Kutipan Teks:

ZONALITERASI.ID – Plt Kepala Pusat Kurikulum dan Pembelajaran Kemendikbudristek, Zulfikri, satuan-satuan pendidikan dapat menerapkan kurikulum portotipe mulai 2022 hingga 2024. Lalu, hasil dari penerapan kurikulum ini akan dievaluasi.
“Selama dua tahun, yaitu tahun 2022 sampai dengan 2024 sekolah dapat menerapkan kurikulum prototipe ini. Untuk kemudian akan kita evaluasi kembali,” kata Zulfikri, dilansir dari Republika.co.id, Kamis (30/12/2021).
Ia menyebutkan, Kemendikbudristek telah melakukan beberapa terobosan, antara lain dengan menyederhanakan Kurikulum 2013 menjadi kurikulum darurat, yang dilakukan sebagai upaya pemulihan pembelajaran sebagai bagian dari mitigasi hilangnya pembelajaran. Karena bersifat pemulihan, Kemendikbudristek melakukan pengurangan materi dari Kurikulum 2013 yang padat dan dipilih materi yang esensial.
“Melalui kurikulum darurat ini guru punya waktu memulihkan proses pembelajaran dan melakukan inovasi pembelajaran yang fokus kepada anak berdasarkan konteks, kebutuhan, dan potensi anak yang beragam,” katanya.
Selanjutnya Zulkifri menuturkan, dalam waktu dekat, Kemendikbudristek segera menawarkan opsi kebijakan kurikulum untuk pemulihan pembelajaran. Opsi kurikulum yang ditawarkan adalah kurikulum prototipe, yang mendorong pembelajaran sesuai dengan kemampuan siswa serta memberi ruang lebih luas pada pengembangan karakter dan kompetensi dasar.
Menurutnya, untuk melihat efektivitas penerapan kurikulum prototipe secara terbatas, satuan pendidikan yang telah bergabung dalam barisan Sekolah Penggerak akan dilibatkan.

Latihan 1: Tuliskan kembali bagian teks tentang kurikulum prototipe, mulai dari "Selanjutnya Zulkifri menuturkan, dalam" dan berakhir pada "Penggerak akan dilibatkan.".
Latihan 2:
Jawablah pertanyaan berikut berdasarkan teks tentang kurikulum prototipe.
(a) Dari tahun berapa sampai tahun berapa sekolah dapat menerapkan kurikulum prototipe?
(b) Kurikulum 2013 disederhanakan menjadi kurikulum apa?
(c) Satuan pendidikan mana yang akan dilibatkan untuk melihat efektivitas penerapan kurikulum prototipe secara terbatas?
Latihan 3: Teruskan teks tentang kurikulum prototipe mulai dari kalimat sesudah kalimat terakhirnya.

Cuplikan Data:
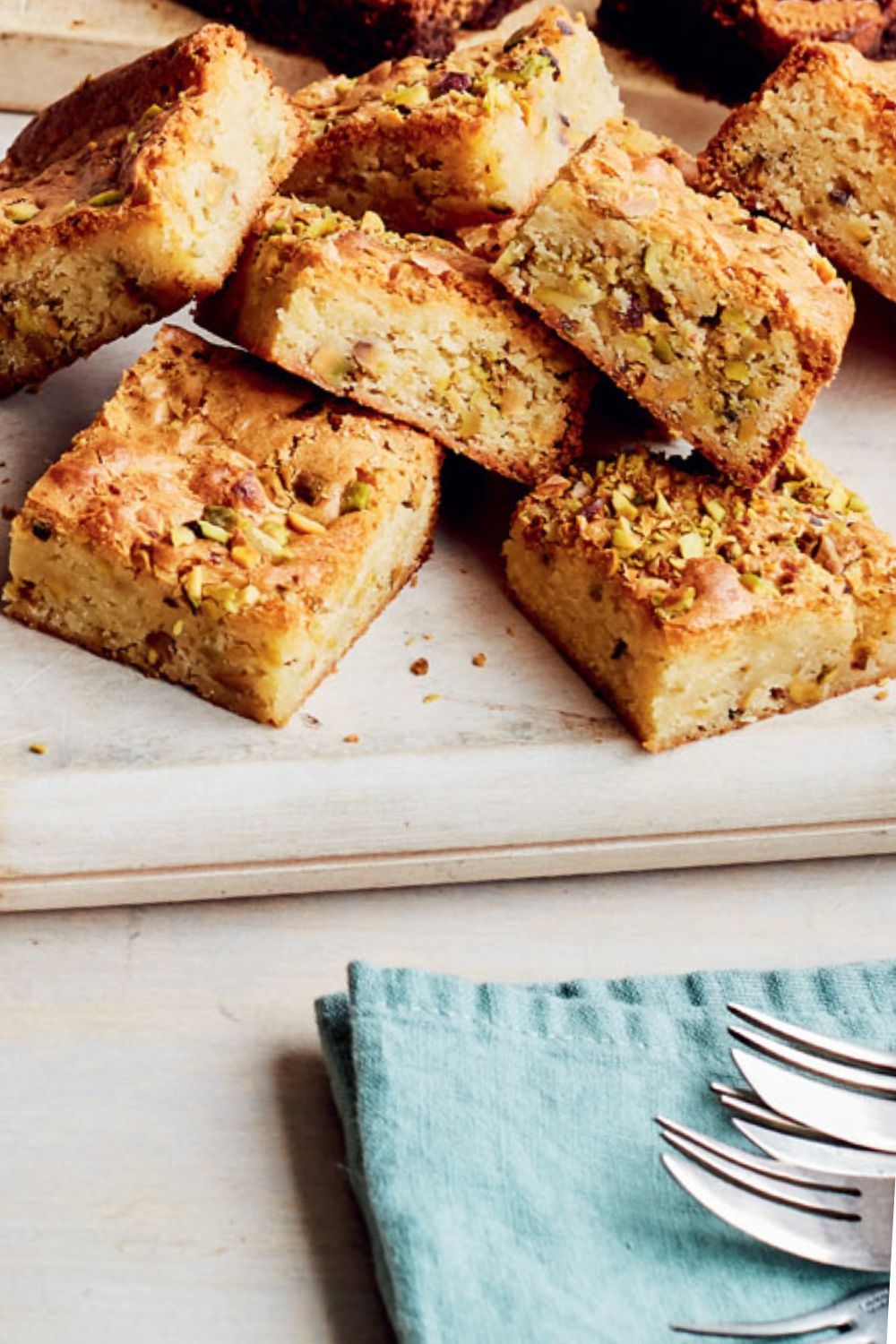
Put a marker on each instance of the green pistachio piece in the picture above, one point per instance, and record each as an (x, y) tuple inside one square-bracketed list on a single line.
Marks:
[(107, 198), (220, 516), (692, 546), (21, 211), (211, 532), (662, 349), (355, 497)]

Hasil 1:
Selanjutnya Zulkifri menuturkan, dalam waktu dekat, Kemendikbudristek segera menawarkan opsi kebijakan kurikulum untuk pemulihan pembelajaran. Opsi kurikulum yang ditawarkan adalah kurikulum prototipe, yang mendorong pembelajaran sesuai dengan kemampuan siswa serta memberi ruang lebih luas pada pengembangan karakter dan kompetensi dasar.
Menurutnya, untuk melihat efektivitas penerapan kurikulum prototipe secara terbatas, satuan pendidikan yang telah bergabung dalam barisan Sekolah Penggerak akan dilibatkan.

Hasil 2:
(a) Dari tahun 2022 sampai 2024.
(b) Kurikulum darurat.
(c) Satuan pendidikan yang telah bergabung dalam barisan Sekolah Penggerak.

Hasil 3:
“Penerapan kurikulum prototipe bukanlah suatu perintah atau kewajiban bagi satuan pendidikan, melainkan pilihan. Kami ingin, satuan pendidikan menerapkannya berdasarkan pemahaman yang baik sehingga merasa memiliki dengan kurikulum apapun yang dipilih. Bukannya mengatakan ini kurikulum pusat. Sekali lagi, tidak ada unsur paksaan karena kalau status kebijakan ini wajib, maka siapapun akan menjalankannya meski sebenarnya dia tidak mau atau tidak paham,” katanya.
Berbasis Proyek
Dikatakannya, bagi satuan pendidikan yang tertarik, sebagai langkah awal mereka akan diberi pemahaman tentang paradigma kurikulum ini terlebih dahulu. Lalu, sekolah diberi kebebasan untuk memilih apakah ingin langsung belajar sambil praktik, atau ingin mempelajari dulu konsepnya selama satu tahun untuk kemudian baru diimplementasikan di tahun berikutnya.
“Kemudian, guru dan siswa diberi kesempatan untuk memberi umpan balik terkait pengalaman mereka selama menjalankan kurikulum ini,” jelas Zulfikri.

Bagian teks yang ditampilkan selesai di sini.